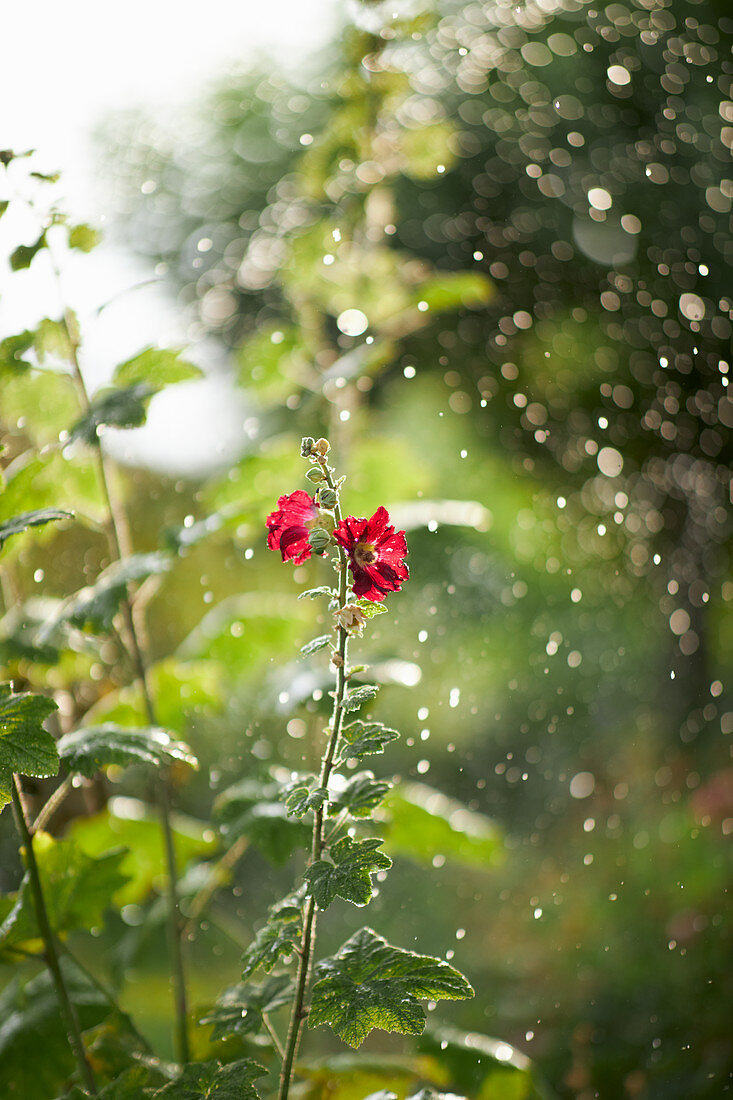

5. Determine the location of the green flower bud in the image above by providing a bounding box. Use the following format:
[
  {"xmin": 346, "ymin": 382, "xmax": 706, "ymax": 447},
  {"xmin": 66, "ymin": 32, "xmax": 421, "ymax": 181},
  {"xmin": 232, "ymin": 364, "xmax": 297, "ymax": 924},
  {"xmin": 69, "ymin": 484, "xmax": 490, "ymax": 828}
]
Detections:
[
  {"xmin": 300, "ymin": 436, "xmax": 316, "ymax": 458},
  {"xmin": 318, "ymin": 488, "xmax": 338, "ymax": 509},
  {"xmin": 305, "ymin": 467, "xmax": 325, "ymax": 484},
  {"xmin": 308, "ymin": 527, "xmax": 334, "ymax": 554}
]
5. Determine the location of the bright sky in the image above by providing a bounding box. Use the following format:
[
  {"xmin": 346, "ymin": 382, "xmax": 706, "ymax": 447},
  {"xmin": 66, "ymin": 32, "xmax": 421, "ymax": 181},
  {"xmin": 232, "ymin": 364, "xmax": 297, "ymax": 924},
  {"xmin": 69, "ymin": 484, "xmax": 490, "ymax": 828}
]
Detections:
[{"xmin": 1, "ymin": 0, "xmax": 338, "ymax": 475}]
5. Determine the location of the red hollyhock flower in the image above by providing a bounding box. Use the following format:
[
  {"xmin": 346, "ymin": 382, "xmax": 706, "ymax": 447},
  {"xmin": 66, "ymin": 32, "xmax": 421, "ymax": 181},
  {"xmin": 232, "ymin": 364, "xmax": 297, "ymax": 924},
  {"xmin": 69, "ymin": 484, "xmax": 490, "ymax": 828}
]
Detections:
[
  {"xmin": 333, "ymin": 506, "xmax": 409, "ymax": 603},
  {"xmin": 267, "ymin": 491, "xmax": 321, "ymax": 564}
]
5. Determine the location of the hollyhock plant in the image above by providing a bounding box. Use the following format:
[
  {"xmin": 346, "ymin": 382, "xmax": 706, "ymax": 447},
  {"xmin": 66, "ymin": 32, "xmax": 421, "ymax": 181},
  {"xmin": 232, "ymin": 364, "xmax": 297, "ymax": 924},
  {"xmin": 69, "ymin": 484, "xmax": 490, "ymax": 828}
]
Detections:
[
  {"xmin": 333, "ymin": 506, "xmax": 409, "ymax": 603},
  {"xmin": 266, "ymin": 490, "xmax": 321, "ymax": 563}
]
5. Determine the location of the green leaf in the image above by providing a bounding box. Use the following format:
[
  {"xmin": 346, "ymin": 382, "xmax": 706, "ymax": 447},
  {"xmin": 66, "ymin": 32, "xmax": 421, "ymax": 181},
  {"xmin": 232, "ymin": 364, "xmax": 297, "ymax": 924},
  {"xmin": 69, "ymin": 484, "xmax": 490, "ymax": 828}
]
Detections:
[
  {"xmin": 57, "ymin": 724, "xmax": 198, "ymax": 778},
  {"xmin": 0, "ymin": 508, "xmax": 73, "ymax": 548},
  {"xmin": 309, "ymin": 927, "xmax": 474, "ymax": 1047},
  {"xmin": 0, "ymin": 684, "xmax": 59, "ymax": 808},
  {"xmin": 300, "ymin": 634, "xmax": 332, "ymax": 657},
  {"xmin": 10, "ymin": 231, "xmax": 47, "ymax": 271},
  {"xmin": 241, "ymin": 894, "xmax": 303, "ymax": 979},
  {"xmin": 0, "ymin": 329, "xmax": 36, "ymax": 374},
  {"xmin": 342, "ymin": 684, "xmax": 380, "ymax": 713},
  {"xmin": 352, "ymin": 598, "xmax": 388, "ymax": 619},
  {"xmin": 282, "ymin": 779, "xmax": 329, "ymax": 818},
  {"xmin": 162, "ymin": 510, "xmax": 231, "ymax": 554},
  {"xmin": 0, "ymin": 199, "xmax": 8, "ymax": 218},
  {"xmin": 379, "ymin": 784, "xmax": 503, "ymax": 871},
  {"xmin": 113, "ymin": 347, "xmax": 203, "ymax": 391},
  {"xmin": 0, "ymin": 962, "xmax": 109, "ymax": 1100},
  {"xmin": 200, "ymin": 974, "xmax": 293, "ymax": 1041},
  {"xmin": 331, "ymin": 771, "xmax": 392, "ymax": 819},
  {"xmin": 153, "ymin": 1058, "xmax": 265, "ymax": 1100},
  {"xmin": 69, "ymin": 796, "xmax": 216, "ymax": 906},
  {"xmin": 68, "ymin": 223, "xmax": 100, "ymax": 252},
  {"xmin": 297, "ymin": 586, "xmax": 336, "ymax": 601},
  {"xmin": 69, "ymin": 382, "xmax": 156, "ymax": 444},
  {"xmin": 412, "ymin": 271, "xmax": 493, "ymax": 313},
  {"xmin": 0, "ymin": 832, "xmax": 129, "ymax": 955},
  {"xmin": 34, "ymin": 317, "xmax": 75, "ymax": 363},
  {"xmin": 215, "ymin": 777, "xmax": 309, "ymax": 865},
  {"xmin": 38, "ymin": 552, "xmax": 172, "ymax": 638},
  {"xmin": 337, "ymin": 720, "xmax": 400, "ymax": 765},
  {"xmin": 304, "ymin": 836, "xmax": 391, "ymax": 910}
]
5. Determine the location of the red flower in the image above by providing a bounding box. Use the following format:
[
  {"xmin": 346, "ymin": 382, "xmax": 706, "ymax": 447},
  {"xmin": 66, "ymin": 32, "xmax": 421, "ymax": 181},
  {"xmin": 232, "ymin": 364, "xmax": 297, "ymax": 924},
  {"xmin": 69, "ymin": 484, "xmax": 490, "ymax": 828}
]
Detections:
[
  {"xmin": 333, "ymin": 506, "xmax": 409, "ymax": 603},
  {"xmin": 267, "ymin": 491, "xmax": 321, "ymax": 564}
]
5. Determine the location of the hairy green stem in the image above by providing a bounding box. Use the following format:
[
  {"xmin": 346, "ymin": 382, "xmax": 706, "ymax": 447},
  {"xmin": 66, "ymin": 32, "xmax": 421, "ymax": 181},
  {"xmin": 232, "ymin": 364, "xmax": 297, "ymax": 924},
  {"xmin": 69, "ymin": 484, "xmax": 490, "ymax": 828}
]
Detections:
[
  {"xmin": 60, "ymin": 301, "xmax": 190, "ymax": 1064},
  {"xmin": 11, "ymin": 777, "xmax": 98, "ymax": 1095},
  {"xmin": 278, "ymin": 455, "xmax": 350, "ymax": 1100}
]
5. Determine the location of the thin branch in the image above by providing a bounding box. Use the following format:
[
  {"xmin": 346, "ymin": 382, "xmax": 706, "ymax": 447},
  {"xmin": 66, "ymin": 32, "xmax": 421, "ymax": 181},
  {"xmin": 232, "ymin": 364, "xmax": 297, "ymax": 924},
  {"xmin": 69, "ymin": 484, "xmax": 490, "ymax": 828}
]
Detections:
[
  {"xmin": 32, "ymin": 774, "xmax": 73, "ymax": 833},
  {"xmin": 11, "ymin": 776, "xmax": 98, "ymax": 1095}
]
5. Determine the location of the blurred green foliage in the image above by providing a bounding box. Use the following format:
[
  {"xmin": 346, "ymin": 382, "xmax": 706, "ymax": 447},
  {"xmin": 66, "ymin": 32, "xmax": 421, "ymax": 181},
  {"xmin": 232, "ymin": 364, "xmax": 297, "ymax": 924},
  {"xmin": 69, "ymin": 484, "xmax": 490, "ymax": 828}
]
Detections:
[{"xmin": 0, "ymin": 0, "xmax": 731, "ymax": 1097}]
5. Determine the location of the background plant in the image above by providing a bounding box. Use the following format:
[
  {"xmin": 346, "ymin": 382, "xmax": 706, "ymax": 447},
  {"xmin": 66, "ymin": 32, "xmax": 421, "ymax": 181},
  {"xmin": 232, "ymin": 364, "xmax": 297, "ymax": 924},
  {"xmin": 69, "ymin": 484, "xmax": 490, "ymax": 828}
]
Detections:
[{"xmin": 1, "ymin": 0, "xmax": 732, "ymax": 1094}]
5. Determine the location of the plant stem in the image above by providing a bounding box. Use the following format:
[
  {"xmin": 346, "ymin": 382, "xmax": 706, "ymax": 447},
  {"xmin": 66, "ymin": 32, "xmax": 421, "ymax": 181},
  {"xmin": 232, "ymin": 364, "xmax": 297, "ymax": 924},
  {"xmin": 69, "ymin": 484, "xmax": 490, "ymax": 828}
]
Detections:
[
  {"xmin": 278, "ymin": 456, "xmax": 350, "ymax": 1100},
  {"xmin": 59, "ymin": 300, "xmax": 190, "ymax": 1064},
  {"xmin": 33, "ymin": 773, "xmax": 73, "ymax": 833},
  {"xmin": 11, "ymin": 776, "xmax": 98, "ymax": 1095}
]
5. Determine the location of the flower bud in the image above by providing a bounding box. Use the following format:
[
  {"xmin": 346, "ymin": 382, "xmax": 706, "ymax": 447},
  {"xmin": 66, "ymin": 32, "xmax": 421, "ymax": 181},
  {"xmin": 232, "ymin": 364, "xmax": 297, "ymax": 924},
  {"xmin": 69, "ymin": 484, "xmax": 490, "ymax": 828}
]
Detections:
[
  {"xmin": 305, "ymin": 467, "xmax": 325, "ymax": 484},
  {"xmin": 318, "ymin": 488, "xmax": 338, "ymax": 509},
  {"xmin": 314, "ymin": 437, "xmax": 330, "ymax": 455},
  {"xmin": 300, "ymin": 437, "xmax": 316, "ymax": 458},
  {"xmin": 308, "ymin": 527, "xmax": 333, "ymax": 555}
]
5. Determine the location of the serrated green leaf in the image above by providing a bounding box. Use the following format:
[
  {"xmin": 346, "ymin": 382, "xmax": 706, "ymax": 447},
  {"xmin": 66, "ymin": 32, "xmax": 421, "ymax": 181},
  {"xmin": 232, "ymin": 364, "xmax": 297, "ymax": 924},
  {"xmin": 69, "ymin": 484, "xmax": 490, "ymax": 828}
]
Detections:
[
  {"xmin": 10, "ymin": 231, "xmax": 47, "ymax": 271},
  {"xmin": 310, "ymin": 927, "xmax": 473, "ymax": 1047},
  {"xmin": 353, "ymin": 599, "xmax": 388, "ymax": 619},
  {"xmin": 342, "ymin": 684, "xmax": 380, "ymax": 713},
  {"xmin": 57, "ymin": 724, "xmax": 198, "ymax": 778},
  {"xmin": 38, "ymin": 552, "xmax": 171, "ymax": 639},
  {"xmin": 283, "ymin": 781, "xmax": 329, "ymax": 818},
  {"xmin": 0, "ymin": 684, "xmax": 59, "ymax": 808},
  {"xmin": 297, "ymin": 586, "xmax": 336, "ymax": 601},
  {"xmin": 304, "ymin": 836, "xmax": 391, "ymax": 910},
  {"xmin": 152, "ymin": 1058, "xmax": 265, "ymax": 1100},
  {"xmin": 0, "ymin": 508, "xmax": 73, "ymax": 548},
  {"xmin": 331, "ymin": 772, "xmax": 392, "ymax": 819},
  {"xmin": 0, "ymin": 832, "xmax": 129, "ymax": 955},
  {"xmin": 337, "ymin": 720, "xmax": 400, "ymax": 764},
  {"xmin": 69, "ymin": 382, "xmax": 156, "ymax": 444},
  {"xmin": 200, "ymin": 974, "xmax": 293, "ymax": 1041},
  {"xmin": 241, "ymin": 894, "xmax": 303, "ymax": 979},
  {"xmin": 300, "ymin": 634, "xmax": 332, "ymax": 657},
  {"xmin": 68, "ymin": 223, "xmax": 100, "ymax": 252},
  {"xmin": 113, "ymin": 347, "xmax": 202, "ymax": 392}
]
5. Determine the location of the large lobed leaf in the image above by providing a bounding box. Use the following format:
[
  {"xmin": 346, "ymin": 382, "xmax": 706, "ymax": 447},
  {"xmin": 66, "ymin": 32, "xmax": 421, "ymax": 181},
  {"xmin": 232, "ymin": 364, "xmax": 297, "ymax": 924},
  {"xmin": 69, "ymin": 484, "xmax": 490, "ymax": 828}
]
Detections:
[
  {"xmin": 310, "ymin": 927, "xmax": 474, "ymax": 1047},
  {"xmin": 58, "ymin": 724, "xmax": 198, "ymax": 778},
  {"xmin": 304, "ymin": 836, "xmax": 391, "ymax": 910},
  {"xmin": 152, "ymin": 1059, "xmax": 265, "ymax": 1100},
  {"xmin": 0, "ymin": 832, "xmax": 129, "ymax": 956},
  {"xmin": 0, "ymin": 683, "xmax": 59, "ymax": 808}
]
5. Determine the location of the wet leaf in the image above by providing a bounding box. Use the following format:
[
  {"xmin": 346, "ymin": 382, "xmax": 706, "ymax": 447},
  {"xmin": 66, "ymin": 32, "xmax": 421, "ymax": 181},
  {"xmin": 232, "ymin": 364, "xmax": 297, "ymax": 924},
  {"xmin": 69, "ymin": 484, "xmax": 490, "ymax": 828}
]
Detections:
[
  {"xmin": 113, "ymin": 347, "xmax": 202, "ymax": 391},
  {"xmin": 153, "ymin": 1058, "xmax": 265, "ymax": 1100},
  {"xmin": 57, "ymin": 724, "xmax": 198, "ymax": 778},
  {"xmin": 241, "ymin": 894, "xmax": 303, "ymax": 979},
  {"xmin": 304, "ymin": 835, "xmax": 391, "ymax": 910},
  {"xmin": 0, "ymin": 684, "xmax": 58, "ymax": 808},
  {"xmin": 69, "ymin": 382, "xmax": 156, "ymax": 444},
  {"xmin": 0, "ymin": 509, "xmax": 73, "ymax": 549},
  {"xmin": 309, "ymin": 927, "xmax": 473, "ymax": 1047},
  {"xmin": 337, "ymin": 720, "xmax": 399, "ymax": 765},
  {"xmin": 200, "ymin": 973, "xmax": 293, "ymax": 1041}
]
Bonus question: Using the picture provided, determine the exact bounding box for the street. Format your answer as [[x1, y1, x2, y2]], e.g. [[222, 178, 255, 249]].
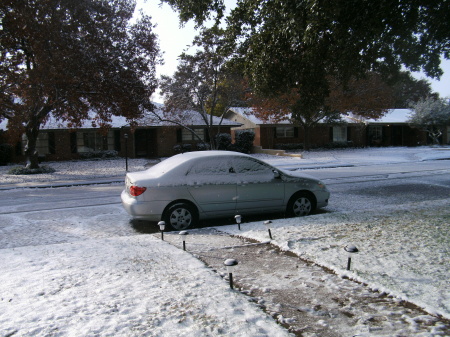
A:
[[1, 160, 448, 249]]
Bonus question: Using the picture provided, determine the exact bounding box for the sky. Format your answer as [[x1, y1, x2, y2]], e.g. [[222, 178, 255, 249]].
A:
[[137, 1, 450, 102]]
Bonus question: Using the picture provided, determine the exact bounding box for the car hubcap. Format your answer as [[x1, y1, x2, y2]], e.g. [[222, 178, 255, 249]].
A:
[[293, 197, 311, 216], [170, 208, 192, 229]]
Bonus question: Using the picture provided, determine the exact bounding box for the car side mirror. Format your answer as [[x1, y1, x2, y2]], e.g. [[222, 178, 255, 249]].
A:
[[273, 170, 281, 179]]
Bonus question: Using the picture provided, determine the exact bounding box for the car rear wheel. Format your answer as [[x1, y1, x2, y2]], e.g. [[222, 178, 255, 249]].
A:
[[164, 203, 198, 231], [287, 192, 315, 217]]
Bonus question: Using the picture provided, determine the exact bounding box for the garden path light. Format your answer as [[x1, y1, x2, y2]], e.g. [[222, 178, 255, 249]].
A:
[[158, 221, 165, 240], [179, 231, 188, 251], [224, 259, 238, 289], [344, 244, 359, 271]]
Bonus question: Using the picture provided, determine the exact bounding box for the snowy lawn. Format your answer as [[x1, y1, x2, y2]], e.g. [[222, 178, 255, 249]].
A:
[[0, 236, 289, 337], [216, 199, 450, 320], [0, 158, 150, 185]]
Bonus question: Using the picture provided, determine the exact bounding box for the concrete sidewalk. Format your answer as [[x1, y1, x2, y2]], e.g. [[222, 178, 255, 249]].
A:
[[160, 228, 450, 337]]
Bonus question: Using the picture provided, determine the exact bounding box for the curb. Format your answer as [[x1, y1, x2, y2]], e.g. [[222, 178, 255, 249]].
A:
[[0, 178, 123, 191]]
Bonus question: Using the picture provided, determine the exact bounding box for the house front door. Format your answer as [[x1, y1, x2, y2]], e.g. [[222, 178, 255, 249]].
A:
[[134, 129, 157, 158]]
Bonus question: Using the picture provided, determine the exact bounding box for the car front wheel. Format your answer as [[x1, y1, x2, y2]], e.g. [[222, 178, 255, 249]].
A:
[[287, 192, 315, 217], [164, 203, 198, 231]]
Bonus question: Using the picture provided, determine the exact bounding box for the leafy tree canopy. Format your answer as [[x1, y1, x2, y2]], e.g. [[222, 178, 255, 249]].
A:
[[1, 0, 160, 167], [389, 72, 438, 108], [163, 0, 449, 120]]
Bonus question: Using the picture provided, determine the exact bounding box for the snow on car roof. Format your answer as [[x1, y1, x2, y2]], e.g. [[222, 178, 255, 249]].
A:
[[141, 151, 251, 178], [173, 150, 250, 160]]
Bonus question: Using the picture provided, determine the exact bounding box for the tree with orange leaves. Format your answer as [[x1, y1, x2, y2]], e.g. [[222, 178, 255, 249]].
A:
[[250, 72, 395, 150], [1, 0, 160, 168]]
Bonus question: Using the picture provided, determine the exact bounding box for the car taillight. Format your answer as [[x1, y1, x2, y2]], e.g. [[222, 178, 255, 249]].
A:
[[130, 186, 147, 197]]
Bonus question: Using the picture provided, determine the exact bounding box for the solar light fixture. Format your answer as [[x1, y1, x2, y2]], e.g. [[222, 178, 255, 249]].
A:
[[344, 244, 359, 271], [224, 258, 238, 289], [235, 215, 242, 230], [158, 221, 166, 240], [264, 220, 273, 240], [179, 231, 188, 251]]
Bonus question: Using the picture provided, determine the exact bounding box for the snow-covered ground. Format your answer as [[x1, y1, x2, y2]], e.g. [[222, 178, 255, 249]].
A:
[[0, 146, 449, 336], [0, 236, 289, 337], [217, 200, 449, 319]]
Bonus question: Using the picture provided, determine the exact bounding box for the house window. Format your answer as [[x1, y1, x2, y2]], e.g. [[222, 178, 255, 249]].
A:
[[182, 128, 205, 141], [77, 131, 113, 153], [333, 126, 347, 142], [36, 132, 50, 155], [22, 132, 54, 155], [276, 126, 295, 138], [368, 126, 383, 142]]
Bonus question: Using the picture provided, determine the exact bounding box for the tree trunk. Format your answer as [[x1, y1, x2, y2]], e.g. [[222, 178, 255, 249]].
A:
[[25, 124, 41, 169], [24, 106, 52, 169]]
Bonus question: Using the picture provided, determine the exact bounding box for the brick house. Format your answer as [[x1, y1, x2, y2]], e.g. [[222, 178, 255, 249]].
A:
[[0, 105, 240, 164], [224, 108, 433, 149]]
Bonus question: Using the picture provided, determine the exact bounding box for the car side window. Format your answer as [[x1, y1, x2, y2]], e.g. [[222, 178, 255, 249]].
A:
[[233, 157, 275, 182], [186, 157, 235, 184]]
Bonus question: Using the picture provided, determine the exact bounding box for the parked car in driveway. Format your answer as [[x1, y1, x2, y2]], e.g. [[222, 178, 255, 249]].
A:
[[121, 151, 330, 230]]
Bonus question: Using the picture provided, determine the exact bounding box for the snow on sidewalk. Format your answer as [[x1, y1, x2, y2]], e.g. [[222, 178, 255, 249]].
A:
[[216, 200, 450, 321], [0, 235, 290, 337], [162, 228, 449, 336]]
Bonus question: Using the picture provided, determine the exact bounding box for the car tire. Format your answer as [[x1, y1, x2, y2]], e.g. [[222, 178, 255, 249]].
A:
[[286, 192, 316, 217], [163, 202, 198, 231]]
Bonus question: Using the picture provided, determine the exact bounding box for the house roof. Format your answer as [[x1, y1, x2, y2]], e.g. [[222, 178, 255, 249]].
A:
[[365, 109, 413, 124], [0, 103, 240, 131], [228, 107, 292, 125], [228, 107, 414, 125]]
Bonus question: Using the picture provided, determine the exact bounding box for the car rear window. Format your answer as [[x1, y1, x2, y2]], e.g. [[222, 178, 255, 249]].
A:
[[146, 156, 187, 176]]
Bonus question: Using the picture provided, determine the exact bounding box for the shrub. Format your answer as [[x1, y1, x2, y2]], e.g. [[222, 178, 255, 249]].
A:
[[79, 150, 118, 159], [324, 141, 353, 149], [196, 142, 208, 151], [173, 144, 193, 153], [8, 165, 56, 175], [274, 143, 304, 150], [182, 144, 192, 152], [234, 129, 255, 153], [173, 144, 182, 153], [216, 133, 232, 150]]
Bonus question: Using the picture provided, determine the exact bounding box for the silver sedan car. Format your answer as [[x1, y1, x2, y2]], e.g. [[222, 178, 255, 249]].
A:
[[121, 151, 330, 230]]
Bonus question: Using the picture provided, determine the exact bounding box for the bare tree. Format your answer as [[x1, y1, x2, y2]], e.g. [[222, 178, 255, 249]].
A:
[[409, 97, 450, 145], [159, 26, 245, 149]]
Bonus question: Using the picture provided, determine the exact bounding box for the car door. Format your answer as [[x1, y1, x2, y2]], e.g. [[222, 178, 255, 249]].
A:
[[186, 156, 237, 216], [233, 157, 285, 214]]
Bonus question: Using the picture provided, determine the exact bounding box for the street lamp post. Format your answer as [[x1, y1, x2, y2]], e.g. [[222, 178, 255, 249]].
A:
[[124, 133, 129, 172]]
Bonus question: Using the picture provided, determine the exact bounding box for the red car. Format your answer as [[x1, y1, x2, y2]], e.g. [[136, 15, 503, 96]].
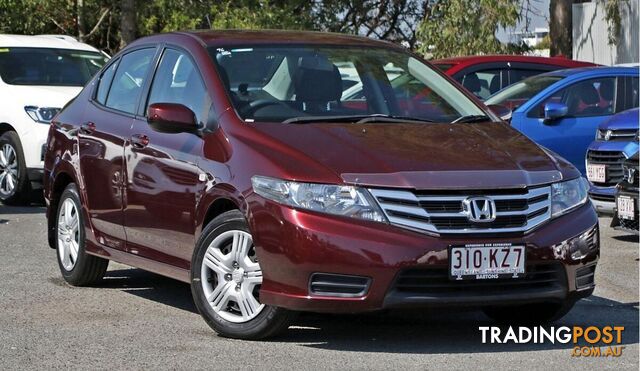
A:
[[433, 55, 597, 100], [44, 31, 599, 340]]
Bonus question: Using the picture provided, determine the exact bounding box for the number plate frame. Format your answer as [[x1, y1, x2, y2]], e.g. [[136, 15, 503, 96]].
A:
[[448, 243, 526, 281]]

• [What is expected]
Lines holding the string "stem" are the answer; copy each one from the listing above.

• [Answer]
5. Determine the location of the hairy green stem in the image above by providing a bounding box. Use the following format:
5. Determine the location of the plant stem in the image above by providing a bounding box. Use the following format:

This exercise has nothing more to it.